### The problem
Can you edit the material below so that each "Guideline" reads "Instruction" and everything else stays the same?

___ Provided material ___

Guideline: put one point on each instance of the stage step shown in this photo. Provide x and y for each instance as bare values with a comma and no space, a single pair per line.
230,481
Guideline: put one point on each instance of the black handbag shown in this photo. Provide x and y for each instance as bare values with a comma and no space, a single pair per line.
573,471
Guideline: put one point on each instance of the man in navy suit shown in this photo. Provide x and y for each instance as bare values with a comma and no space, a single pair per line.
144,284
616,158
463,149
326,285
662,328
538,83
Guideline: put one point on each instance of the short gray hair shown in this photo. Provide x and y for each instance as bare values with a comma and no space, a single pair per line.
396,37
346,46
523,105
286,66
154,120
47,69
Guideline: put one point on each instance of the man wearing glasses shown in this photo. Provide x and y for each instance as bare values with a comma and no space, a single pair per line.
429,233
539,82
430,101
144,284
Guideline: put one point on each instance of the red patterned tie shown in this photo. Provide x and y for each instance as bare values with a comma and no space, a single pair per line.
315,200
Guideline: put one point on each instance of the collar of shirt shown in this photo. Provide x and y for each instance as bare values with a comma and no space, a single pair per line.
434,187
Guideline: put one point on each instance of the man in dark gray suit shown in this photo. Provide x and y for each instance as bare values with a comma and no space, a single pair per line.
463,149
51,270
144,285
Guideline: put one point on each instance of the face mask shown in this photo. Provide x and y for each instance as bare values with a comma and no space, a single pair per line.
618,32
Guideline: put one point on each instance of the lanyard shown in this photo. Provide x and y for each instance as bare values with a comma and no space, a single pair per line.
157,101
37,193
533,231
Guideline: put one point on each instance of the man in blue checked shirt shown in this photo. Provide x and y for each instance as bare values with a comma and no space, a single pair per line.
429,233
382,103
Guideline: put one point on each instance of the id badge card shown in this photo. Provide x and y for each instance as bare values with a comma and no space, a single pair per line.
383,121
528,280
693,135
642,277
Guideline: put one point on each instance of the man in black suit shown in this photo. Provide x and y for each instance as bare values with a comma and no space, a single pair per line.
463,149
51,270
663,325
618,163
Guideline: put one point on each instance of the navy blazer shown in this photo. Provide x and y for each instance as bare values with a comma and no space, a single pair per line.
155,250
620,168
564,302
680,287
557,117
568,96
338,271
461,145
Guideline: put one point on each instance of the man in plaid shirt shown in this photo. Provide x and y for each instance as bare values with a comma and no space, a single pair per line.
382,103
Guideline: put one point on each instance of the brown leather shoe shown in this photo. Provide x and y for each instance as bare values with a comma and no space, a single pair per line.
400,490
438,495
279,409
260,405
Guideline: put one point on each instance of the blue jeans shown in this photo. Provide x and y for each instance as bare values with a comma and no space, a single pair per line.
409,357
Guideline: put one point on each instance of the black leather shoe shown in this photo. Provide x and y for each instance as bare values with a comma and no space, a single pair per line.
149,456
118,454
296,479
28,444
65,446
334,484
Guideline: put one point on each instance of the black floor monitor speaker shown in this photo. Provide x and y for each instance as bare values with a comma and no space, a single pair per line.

___

### Solution for this task
Instruction: put one point on each instance of the stage step shown in this photo. Provide x and y for each instance as bare values with a comma and no space, a single pair per line.
230,481
Instruction: put one point on each instance of the black handbag shown in this photo. Provide x and y for each instance as bare values with a comma and no space, a single pair per line.
573,471
Instruction: put one point on each instance of the man in navy suit shown in this photo. Provide x and y for each instance as bare values with a comma and no space, a single pair per line.
144,284
616,158
463,149
326,285
662,328
538,83
Instruction: put one point on each instance of the short gray hair shown in this photo. Provide x and y for each instance as bare values with a comma and no space, a single pair per line.
396,37
346,46
523,105
286,66
154,120
47,69
Instruction: put one point on each instance of the man wearing glasses shown in this photo. Provide x and y for each instance as bare values with a comma and no space, a single pair per line.
429,233
539,82
430,101
144,284
Instruction: put one point on each instance of the red patterned tie shown in this photo. Provide x and y for each instance as bare values with a comma and no space, a single pair per line.
315,200
Instruction: put one point on each instance of the collar of shirt shown in this photo. Provide x and y for each instance as bare values with a comma and no space, a single pair per line.
434,187
Instruction: put one point on each instance of the man in dark gray suit shown in this photo. Provide x and y for each instance as bare values with a comma and no space, a single pair per line.
463,149
51,270
144,285
Instruction: put one point on each instance of the face mask shown in this photo. Provide x and y for each instance as bare values with a comma and no space, a single pair per line.
618,32
Instruction: put one point on each instance of the lanyard shown in this photo. Provide x and y for each instance as bare values with a comma and no space, a single pair per line.
157,101
37,193
533,231
Instruction: put one point on each instance of the man in blue checked shirt shown in this photo. Provide x and y for each instance as bare values with a comma and no space, a single pair per line.
429,233
382,103
Instruction: put one point on each instance of the id badge card shown in this photo. Provide x and y for each instance as bare values with a comma and no space, a single pair per line.
383,121
528,280
693,135
642,277
Instruction: put one point on each instance of the man in black suit shown in this photo. Provide x and y for each instance as bare values with a comma and no space, a single pair per line.
463,149
51,270
663,325
618,163
Instruction: put one point on each instance of the navy blazer shown in this photo. Provide x and y for each instance as bare values with a comma and no space, a single pair per line.
155,250
620,168
564,302
680,287
557,117
568,96
338,271
461,145
Instruction: put one point on each instance of the man in plaid shirt shown in this photo. Provide x and y for each instance as bare values with a comma and no space, a single pair per line.
382,103
Instruction: put one point on each instance of the brown leather shoe shown in this photo. Provide x and y for each instance as bare values with a comma and no space, a single pair per line.
400,490
438,495
279,409
260,405
Instruction: put one point on each instance of the blue jeans shown in this photo. Provide x and y for each instance as bare values with a comma and no space, a single pair per line.
409,357
Instruction: put one point on each instance of the black leather shoe shown in this photo. Provide x and y for each instance as bare values with a comma and no space, a single pair per line.
149,456
118,454
296,479
28,444
65,446
334,484
Instruction: put one point on each instance of the black floor monitor speaker shown in this photo. Provide x and y for each instance as bare values with a comma and no space, a single pair per line.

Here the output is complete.